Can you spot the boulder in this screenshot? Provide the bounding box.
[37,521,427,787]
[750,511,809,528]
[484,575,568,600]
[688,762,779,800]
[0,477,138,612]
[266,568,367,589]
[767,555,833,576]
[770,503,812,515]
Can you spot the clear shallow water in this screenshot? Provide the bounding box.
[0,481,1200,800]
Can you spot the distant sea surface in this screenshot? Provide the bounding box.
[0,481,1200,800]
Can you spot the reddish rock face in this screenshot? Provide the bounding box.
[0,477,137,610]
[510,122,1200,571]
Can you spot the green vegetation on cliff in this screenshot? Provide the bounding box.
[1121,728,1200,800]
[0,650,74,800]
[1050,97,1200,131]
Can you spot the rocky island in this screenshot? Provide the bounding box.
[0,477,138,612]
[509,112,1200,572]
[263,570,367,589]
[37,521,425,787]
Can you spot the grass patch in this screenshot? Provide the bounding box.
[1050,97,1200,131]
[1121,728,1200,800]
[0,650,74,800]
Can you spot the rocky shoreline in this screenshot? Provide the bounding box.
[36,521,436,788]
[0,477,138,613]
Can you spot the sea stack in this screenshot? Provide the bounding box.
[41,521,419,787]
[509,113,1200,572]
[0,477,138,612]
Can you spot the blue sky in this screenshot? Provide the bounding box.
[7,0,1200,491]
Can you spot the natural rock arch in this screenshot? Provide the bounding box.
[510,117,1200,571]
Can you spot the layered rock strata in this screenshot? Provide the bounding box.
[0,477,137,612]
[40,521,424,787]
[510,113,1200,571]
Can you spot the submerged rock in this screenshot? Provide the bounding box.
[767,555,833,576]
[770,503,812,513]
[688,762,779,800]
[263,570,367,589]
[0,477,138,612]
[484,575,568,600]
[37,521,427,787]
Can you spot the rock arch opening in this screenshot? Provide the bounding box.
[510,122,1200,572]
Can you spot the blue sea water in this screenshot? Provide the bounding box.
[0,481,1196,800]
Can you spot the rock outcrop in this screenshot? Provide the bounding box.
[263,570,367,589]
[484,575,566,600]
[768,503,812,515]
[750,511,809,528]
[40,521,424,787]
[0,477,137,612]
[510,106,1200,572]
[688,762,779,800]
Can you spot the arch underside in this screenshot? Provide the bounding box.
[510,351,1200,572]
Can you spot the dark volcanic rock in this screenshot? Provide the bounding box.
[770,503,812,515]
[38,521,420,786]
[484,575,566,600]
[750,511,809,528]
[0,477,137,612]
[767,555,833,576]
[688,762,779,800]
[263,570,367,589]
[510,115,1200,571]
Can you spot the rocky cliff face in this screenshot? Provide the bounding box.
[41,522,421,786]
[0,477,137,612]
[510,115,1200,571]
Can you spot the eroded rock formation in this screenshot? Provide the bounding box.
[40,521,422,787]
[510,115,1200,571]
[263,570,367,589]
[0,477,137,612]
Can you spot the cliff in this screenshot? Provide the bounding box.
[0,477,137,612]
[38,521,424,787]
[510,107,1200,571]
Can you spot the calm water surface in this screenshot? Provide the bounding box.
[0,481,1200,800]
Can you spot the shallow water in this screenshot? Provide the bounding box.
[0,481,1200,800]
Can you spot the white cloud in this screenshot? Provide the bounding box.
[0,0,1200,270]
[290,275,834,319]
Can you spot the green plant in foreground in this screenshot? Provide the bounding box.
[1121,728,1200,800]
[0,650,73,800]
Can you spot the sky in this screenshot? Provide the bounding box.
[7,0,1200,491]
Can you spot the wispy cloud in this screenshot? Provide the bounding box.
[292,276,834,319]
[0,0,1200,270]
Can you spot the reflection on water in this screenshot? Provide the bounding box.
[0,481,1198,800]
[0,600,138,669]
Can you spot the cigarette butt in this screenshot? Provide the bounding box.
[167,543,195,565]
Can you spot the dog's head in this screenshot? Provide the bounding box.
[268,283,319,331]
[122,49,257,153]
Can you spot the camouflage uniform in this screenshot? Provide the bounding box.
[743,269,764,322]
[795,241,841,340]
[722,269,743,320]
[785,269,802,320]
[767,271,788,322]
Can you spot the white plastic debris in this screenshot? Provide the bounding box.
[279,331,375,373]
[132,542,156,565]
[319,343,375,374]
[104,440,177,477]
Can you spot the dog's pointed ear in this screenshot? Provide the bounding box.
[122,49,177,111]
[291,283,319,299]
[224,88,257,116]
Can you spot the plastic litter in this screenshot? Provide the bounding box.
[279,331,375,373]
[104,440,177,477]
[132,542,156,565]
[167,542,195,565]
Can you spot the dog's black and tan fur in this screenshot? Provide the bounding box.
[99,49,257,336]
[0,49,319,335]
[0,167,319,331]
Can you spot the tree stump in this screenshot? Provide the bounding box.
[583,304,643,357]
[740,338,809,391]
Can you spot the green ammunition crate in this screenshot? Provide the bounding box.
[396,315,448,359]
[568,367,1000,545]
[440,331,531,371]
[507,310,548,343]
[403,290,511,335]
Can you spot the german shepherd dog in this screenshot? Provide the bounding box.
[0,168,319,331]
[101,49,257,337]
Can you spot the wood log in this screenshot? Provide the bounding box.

Task to carry out
Could you copy out, character for character, the lines of the listing above from the line with "Can you spot the submerged" up to and including the line with "[510,107,1200,571]"?

Expected answer
Can you spot the submerged rock in this screenshot? Provide the bounding box.
[767,555,833,576]
[770,503,812,513]
[688,762,779,800]
[263,570,367,589]
[0,477,138,612]
[484,575,568,600]
[37,521,427,787]
Can you spot the rock arch opening in this screenshot? Provide the bounding box.
[510,122,1200,572]
Can you spot the blue sea water in this screenshot? Provide the bounding box.
[0,481,1196,800]
Can you spot the rock outcrop in this screenshot? Provide the bounding box.
[263,570,367,589]
[484,575,566,600]
[768,503,812,515]
[750,511,809,528]
[40,521,424,787]
[0,477,137,612]
[510,106,1200,572]
[688,762,779,800]
Can you spot the arch underside in this screenshot? Provide the bounding box.
[510,351,1200,572]
Can you spot the dark volcanic rock in this screenshot? Provide the bounding box.
[770,503,812,515]
[38,521,420,786]
[484,575,566,600]
[750,511,809,528]
[0,477,137,612]
[767,555,833,576]
[688,762,779,800]
[263,570,367,589]
[510,115,1200,571]
Can you spot the rocky cliff face in this screenshot? Provide the bounding box.
[41,522,421,786]
[0,477,137,612]
[510,115,1200,571]
Can you spot the eroded rock formation in this screenshot? Provide the bounding box.
[40,521,422,787]
[510,115,1200,571]
[263,570,367,589]
[0,477,137,612]
Can you spot the cliff in this screenshot? Provide the bounding box.
[0,477,137,612]
[38,521,424,787]
[510,107,1200,571]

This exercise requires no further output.